**DIRECTIONS FOR THIS TASK**: Copy out the items between the lines holding "Where exactly in this scan can I find the parked" and "(382, 6), (480, 36)", inclusive, with each request unchanged and every box coordinate in the answers shifted by adding 96.

**INFORMATION SUPPLIED**:

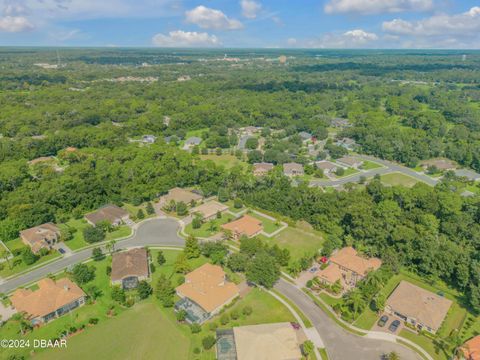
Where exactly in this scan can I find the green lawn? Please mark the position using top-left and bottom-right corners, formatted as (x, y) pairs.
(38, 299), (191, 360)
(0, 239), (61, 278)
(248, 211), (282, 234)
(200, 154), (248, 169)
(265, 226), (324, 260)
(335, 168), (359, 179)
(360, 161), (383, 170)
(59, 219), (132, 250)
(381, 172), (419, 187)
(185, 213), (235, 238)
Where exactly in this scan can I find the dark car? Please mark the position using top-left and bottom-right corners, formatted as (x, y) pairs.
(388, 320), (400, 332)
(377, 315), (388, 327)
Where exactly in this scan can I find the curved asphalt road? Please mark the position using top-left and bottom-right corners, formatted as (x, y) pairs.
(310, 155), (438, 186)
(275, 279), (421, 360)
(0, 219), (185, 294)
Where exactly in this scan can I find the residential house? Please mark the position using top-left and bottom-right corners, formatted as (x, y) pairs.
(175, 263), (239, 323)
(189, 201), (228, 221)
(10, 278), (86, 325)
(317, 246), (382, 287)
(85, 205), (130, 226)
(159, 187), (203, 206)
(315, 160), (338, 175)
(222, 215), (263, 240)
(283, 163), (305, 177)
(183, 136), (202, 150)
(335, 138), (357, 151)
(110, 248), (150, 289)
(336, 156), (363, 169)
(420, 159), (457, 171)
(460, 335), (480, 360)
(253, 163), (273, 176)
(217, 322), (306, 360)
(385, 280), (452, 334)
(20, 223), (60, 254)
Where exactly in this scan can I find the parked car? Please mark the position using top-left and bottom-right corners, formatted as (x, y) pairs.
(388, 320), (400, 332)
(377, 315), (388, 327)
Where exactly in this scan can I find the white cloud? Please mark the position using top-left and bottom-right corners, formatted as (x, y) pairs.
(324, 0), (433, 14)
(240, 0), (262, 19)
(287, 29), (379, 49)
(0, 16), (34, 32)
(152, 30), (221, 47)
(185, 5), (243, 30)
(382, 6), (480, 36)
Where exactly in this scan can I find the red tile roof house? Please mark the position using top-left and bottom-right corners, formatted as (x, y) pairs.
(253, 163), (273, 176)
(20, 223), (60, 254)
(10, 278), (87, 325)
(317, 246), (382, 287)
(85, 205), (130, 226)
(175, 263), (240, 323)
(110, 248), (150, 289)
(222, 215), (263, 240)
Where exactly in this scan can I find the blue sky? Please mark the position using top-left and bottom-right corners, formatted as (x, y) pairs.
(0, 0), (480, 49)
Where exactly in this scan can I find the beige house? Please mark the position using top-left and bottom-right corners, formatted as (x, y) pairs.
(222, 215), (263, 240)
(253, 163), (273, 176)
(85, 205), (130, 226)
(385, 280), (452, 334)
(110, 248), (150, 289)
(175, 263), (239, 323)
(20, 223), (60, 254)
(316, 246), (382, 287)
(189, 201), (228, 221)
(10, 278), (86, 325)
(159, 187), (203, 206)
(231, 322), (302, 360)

**EXERCISE RESPONSE**:
Where exactly in this scan can I find the parked car? Please mark the position using top-left and bottom-right corners, formatted as (x, y) pairs.
(484, 416), (496, 428)
(473, 411), (484, 423)
Where exactly in this scan can I find the white cloud? Please mark the position using top-left and bottom-right corners, formatted as (x, y) pairs.
(420, 96), (529, 110)
(336, 96), (358, 115)
(383, 125), (475, 145)
(96, 112), (130, 128)
(248, 126), (317, 143)
(281, 101), (339, 126)
(478, 102), (576, 132)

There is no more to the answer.